Count the lines below that contain the string "Category", treating uppercase and lowercase as different, and reply with the number alone.

STORED ROWS:
-.-.-

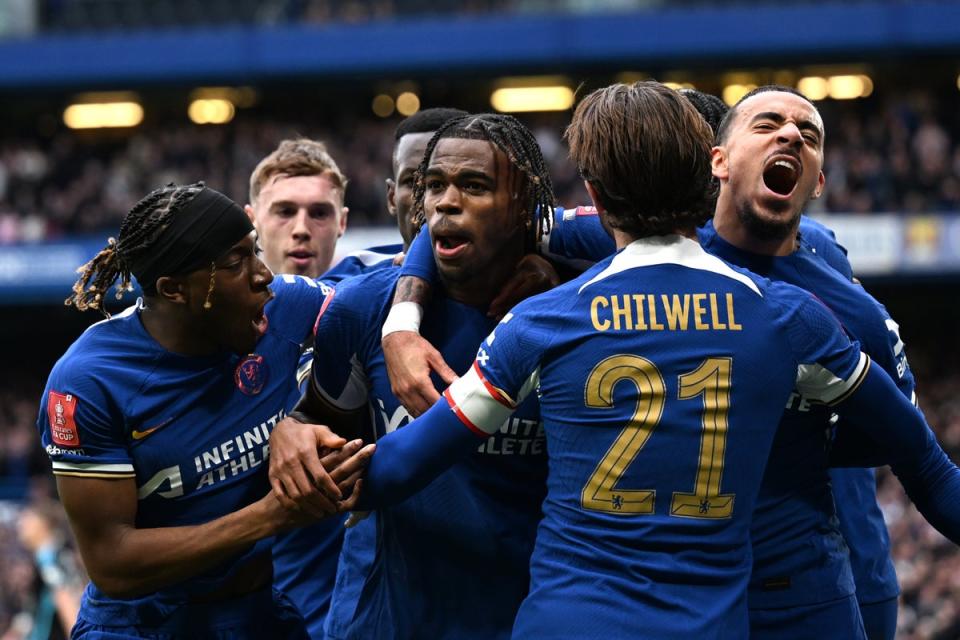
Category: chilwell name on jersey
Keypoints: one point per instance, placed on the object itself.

-.-.-

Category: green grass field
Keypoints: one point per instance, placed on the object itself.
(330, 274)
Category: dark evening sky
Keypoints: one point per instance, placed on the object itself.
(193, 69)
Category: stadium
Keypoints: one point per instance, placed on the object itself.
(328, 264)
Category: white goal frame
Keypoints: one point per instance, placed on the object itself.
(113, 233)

-.-.-

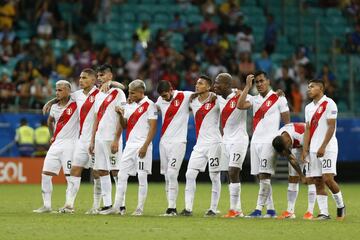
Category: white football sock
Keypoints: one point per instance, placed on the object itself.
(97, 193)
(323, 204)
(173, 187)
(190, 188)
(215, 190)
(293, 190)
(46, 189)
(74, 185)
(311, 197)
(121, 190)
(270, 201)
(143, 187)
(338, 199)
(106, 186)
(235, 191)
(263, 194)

-.-.-

THE OUTPUT: 6